**Task item**
Below are records; output exactly the lines from the one with "# put a dot on each instance of the chain-link" through their final line.

**Records supplied**

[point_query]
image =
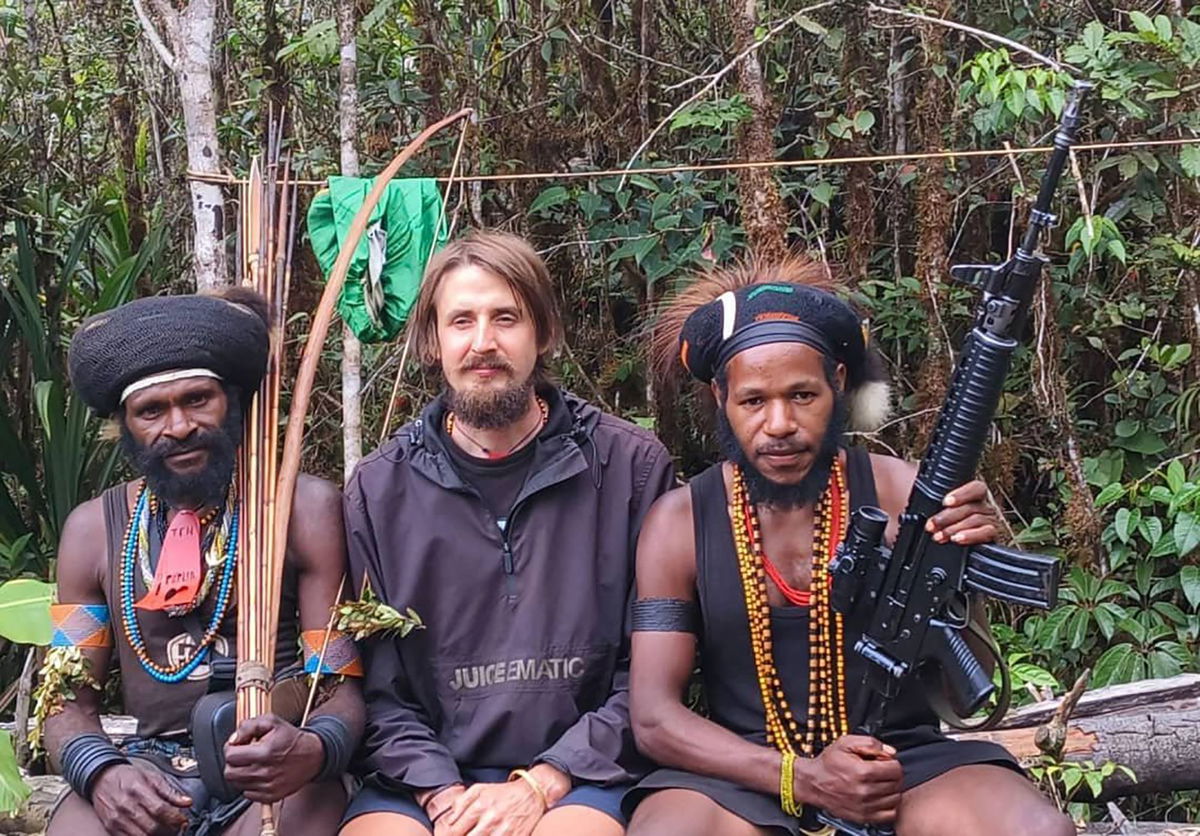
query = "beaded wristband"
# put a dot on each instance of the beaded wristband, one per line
(786, 787)
(523, 774)
(335, 739)
(84, 757)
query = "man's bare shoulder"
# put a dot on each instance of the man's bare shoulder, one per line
(666, 548)
(315, 494)
(316, 537)
(82, 552)
(672, 507)
(893, 481)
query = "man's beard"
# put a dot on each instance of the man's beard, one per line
(204, 488)
(491, 408)
(766, 492)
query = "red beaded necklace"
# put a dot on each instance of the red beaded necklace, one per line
(826, 717)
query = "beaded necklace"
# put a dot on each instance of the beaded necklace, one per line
(215, 546)
(826, 719)
(173, 673)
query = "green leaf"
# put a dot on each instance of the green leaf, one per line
(1189, 579)
(1117, 250)
(810, 25)
(1127, 427)
(550, 198)
(864, 120)
(1176, 476)
(1116, 665)
(1163, 26)
(1122, 524)
(25, 611)
(1189, 160)
(1141, 22)
(1187, 533)
(1110, 494)
(643, 181)
(1077, 631)
(1151, 528)
(13, 791)
(822, 192)
(589, 203)
(1144, 441)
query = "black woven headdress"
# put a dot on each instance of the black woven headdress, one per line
(762, 313)
(161, 334)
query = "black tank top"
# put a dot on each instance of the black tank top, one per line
(731, 683)
(165, 709)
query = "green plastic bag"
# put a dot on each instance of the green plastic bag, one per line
(388, 264)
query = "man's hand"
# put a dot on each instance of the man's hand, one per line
(269, 758)
(510, 809)
(856, 777)
(132, 800)
(969, 518)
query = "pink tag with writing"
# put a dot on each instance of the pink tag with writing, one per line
(177, 581)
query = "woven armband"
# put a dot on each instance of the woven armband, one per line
(665, 615)
(81, 625)
(339, 659)
(84, 757)
(335, 739)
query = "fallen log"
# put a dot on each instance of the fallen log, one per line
(1152, 727)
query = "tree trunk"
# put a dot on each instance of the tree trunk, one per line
(857, 70)
(1152, 727)
(762, 208)
(189, 34)
(198, 101)
(933, 220)
(347, 131)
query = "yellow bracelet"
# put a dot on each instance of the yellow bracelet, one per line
(786, 789)
(523, 774)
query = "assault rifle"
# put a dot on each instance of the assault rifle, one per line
(916, 591)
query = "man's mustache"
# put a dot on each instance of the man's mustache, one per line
(487, 362)
(201, 440)
(783, 449)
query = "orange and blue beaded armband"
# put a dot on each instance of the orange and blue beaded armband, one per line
(81, 625)
(331, 653)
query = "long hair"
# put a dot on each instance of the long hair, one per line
(502, 254)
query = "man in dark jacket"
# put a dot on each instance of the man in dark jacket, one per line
(507, 516)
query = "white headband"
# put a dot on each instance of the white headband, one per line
(167, 377)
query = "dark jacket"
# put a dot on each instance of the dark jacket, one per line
(523, 655)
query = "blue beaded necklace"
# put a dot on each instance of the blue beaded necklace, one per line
(129, 617)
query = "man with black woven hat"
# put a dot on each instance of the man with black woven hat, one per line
(148, 570)
(735, 566)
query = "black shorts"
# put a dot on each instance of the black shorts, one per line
(377, 800)
(921, 763)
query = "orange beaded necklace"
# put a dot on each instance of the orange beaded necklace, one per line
(826, 720)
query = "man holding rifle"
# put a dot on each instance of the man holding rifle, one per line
(736, 565)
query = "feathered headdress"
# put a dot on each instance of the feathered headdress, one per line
(730, 310)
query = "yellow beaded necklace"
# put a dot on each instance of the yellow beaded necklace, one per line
(826, 720)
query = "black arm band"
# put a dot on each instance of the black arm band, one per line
(335, 739)
(665, 615)
(84, 757)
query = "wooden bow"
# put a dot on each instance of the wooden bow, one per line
(289, 463)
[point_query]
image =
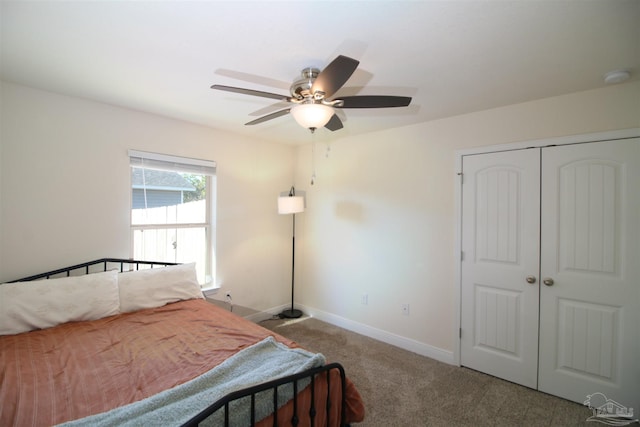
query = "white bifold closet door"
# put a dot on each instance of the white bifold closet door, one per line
(550, 292)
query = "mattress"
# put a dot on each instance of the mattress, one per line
(78, 369)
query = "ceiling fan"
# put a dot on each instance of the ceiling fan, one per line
(311, 96)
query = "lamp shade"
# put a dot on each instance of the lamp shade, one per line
(290, 204)
(312, 115)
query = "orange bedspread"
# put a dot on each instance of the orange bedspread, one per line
(83, 368)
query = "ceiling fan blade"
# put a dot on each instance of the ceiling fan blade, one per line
(252, 92)
(374, 101)
(268, 117)
(334, 75)
(334, 123)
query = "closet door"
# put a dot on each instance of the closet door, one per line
(590, 265)
(499, 269)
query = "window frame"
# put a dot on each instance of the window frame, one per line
(207, 168)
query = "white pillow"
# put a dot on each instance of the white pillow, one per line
(156, 287)
(26, 306)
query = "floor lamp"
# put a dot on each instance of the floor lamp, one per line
(291, 204)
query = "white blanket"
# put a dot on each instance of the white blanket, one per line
(253, 365)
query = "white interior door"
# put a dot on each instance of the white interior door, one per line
(500, 244)
(590, 314)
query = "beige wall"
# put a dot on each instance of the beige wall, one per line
(64, 181)
(381, 217)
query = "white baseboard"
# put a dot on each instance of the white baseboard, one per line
(409, 344)
(267, 314)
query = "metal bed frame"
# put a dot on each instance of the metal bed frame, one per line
(104, 264)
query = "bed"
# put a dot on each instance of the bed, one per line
(120, 342)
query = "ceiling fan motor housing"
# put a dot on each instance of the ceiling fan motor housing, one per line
(301, 89)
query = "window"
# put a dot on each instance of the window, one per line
(173, 211)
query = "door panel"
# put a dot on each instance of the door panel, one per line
(590, 315)
(499, 320)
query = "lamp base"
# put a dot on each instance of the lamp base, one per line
(290, 314)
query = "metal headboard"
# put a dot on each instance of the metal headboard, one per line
(86, 266)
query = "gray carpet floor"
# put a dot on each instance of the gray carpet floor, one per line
(401, 388)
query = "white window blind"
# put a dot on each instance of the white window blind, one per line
(142, 159)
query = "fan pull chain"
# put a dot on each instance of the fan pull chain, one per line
(313, 157)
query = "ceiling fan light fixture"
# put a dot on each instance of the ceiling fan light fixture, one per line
(312, 116)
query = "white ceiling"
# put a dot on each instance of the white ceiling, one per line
(452, 57)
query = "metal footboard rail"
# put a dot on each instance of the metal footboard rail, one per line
(251, 392)
(87, 265)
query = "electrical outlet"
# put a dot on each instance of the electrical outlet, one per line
(405, 309)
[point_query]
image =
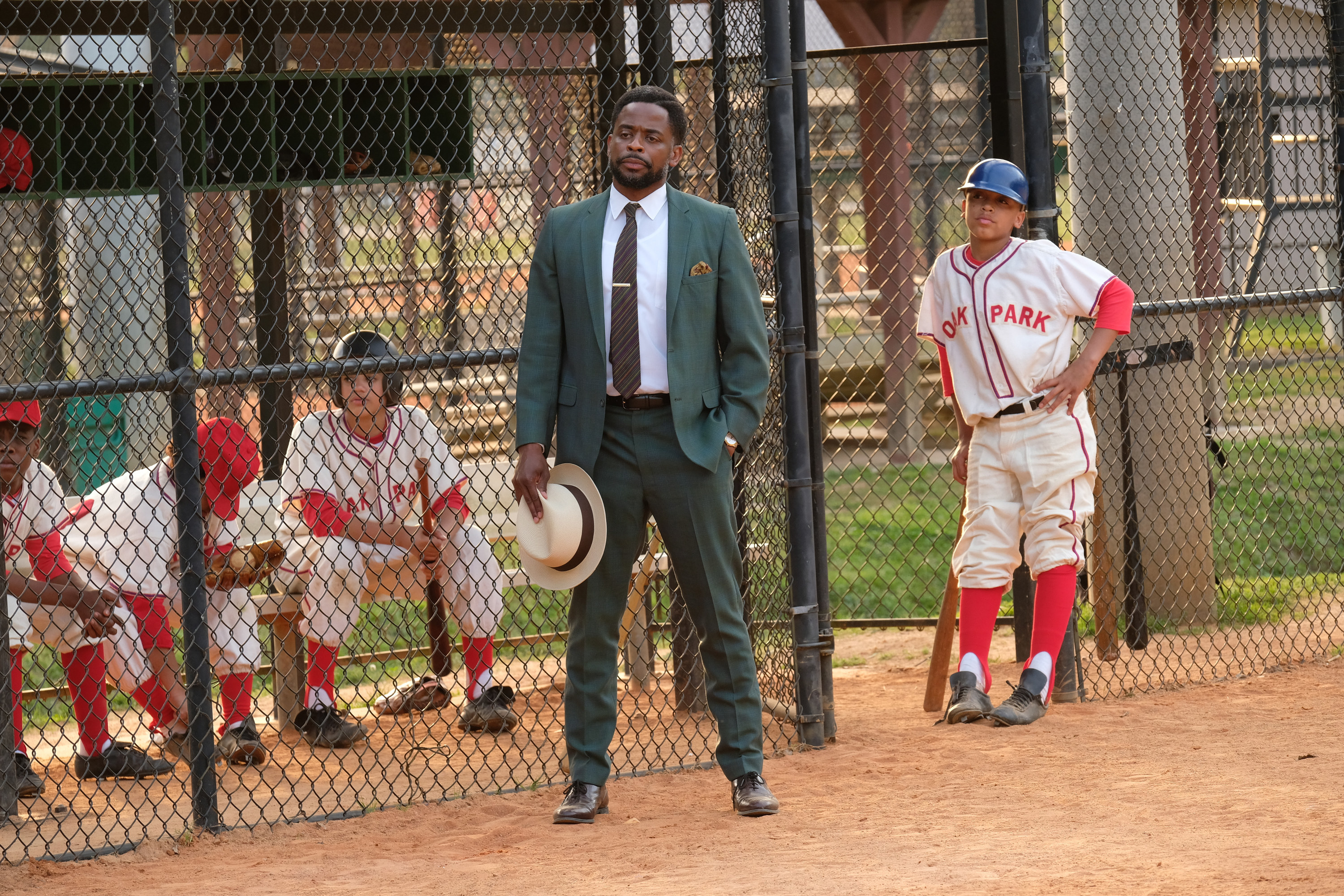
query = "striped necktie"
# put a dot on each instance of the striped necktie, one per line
(625, 310)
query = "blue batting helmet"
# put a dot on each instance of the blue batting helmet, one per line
(367, 345)
(999, 177)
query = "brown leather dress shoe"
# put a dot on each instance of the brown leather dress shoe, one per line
(581, 805)
(752, 798)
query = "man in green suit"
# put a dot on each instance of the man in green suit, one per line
(644, 350)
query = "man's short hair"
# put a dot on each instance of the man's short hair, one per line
(659, 97)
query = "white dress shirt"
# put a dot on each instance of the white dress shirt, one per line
(652, 284)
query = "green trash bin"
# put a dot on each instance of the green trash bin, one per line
(96, 432)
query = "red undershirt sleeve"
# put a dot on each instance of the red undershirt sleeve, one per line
(1116, 307)
(945, 370)
(47, 556)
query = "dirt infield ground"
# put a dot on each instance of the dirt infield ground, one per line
(1233, 788)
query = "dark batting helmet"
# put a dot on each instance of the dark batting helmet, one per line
(998, 177)
(367, 343)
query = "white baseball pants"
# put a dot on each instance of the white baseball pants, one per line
(1029, 473)
(334, 571)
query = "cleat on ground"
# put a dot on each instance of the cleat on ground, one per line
(121, 761)
(492, 711)
(968, 702)
(413, 696)
(242, 746)
(328, 727)
(1025, 706)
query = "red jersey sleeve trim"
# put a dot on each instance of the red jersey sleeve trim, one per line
(1116, 306)
(945, 371)
(453, 500)
(47, 556)
(324, 515)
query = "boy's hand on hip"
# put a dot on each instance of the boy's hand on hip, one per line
(1064, 390)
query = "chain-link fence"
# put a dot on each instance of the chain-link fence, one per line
(1194, 155)
(332, 167)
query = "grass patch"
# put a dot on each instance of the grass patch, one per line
(1279, 517)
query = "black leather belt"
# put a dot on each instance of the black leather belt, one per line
(1019, 409)
(640, 402)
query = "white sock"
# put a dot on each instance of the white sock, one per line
(971, 663)
(1042, 663)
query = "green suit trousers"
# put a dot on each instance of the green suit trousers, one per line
(642, 469)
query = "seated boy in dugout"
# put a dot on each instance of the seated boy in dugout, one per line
(49, 605)
(129, 540)
(1002, 312)
(353, 476)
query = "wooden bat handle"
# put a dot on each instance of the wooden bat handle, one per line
(436, 621)
(937, 683)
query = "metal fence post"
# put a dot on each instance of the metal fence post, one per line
(808, 280)
(1335, 30)
(172, 222)
(1004, 81)
(803, 562)
(1039, 147)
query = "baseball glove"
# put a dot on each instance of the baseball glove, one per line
(245, 567)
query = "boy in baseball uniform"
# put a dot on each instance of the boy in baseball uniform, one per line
(47, 605)
(1002, 312)
(353, 476)
(129, 539)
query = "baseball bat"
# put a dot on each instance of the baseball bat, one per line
(937, 683)
(1105, 610)
(1136, 603)
(436, 621)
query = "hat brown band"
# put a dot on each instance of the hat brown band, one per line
(585, 536)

**Response area**
# put a dot on each instance of the chain-link fence, one per line
(1194, 155)
(332, 167)
query = "grass patch"
# put a dot on each instance of the grass patch, one per line
(1279, 517)
query = "black leather belt"
# put a dot on each instance of the black leather belt, one per line
(1019, 409)
(640, 402)
query = "white sock"
# put a dot on each instance of the white sock, one per line
(971, 663)
(1042, 663)
query = "green suit trousers"
# put a dot on each instance of the green suit trousers, one per line
(642, 469)
query = "seated boy in dugout"
# put a dot on each instance of the seated boy in dugout, one per line
(49, 605)
(129, 540)
(1002, 312)
(353, 476)
query = "wooden bat handle"
# put a dot on each instance of the wooden bat handle, one per line
(436, 621)
(937, 683)
query = "metal fence post"
# put a dot on each instance of the metal fence post, one per line
(808, 280)
(1335, 30)
(172, 222)
(1004, 81)
(803, 562)
(1039, 147)
query = "baseball glove"
# put a dot on each instance of the baseball glove, one per line
(245, 567)
query = "boy in baseball uniform"
# put a dot on each instance of the boy in baseball uniform, one per line
(47, 605)
(1002, 312)
(353, 476)
(129, 539)
query = "baseball bat"
# put a dot on each instance of the baseball bat, one per line
(937, 683)
(1105, 610)
(1136, 603)
(436, 621)
query = "hat brown band"
# put a dot on each instance of the hat brown band, one per line
(585, 536)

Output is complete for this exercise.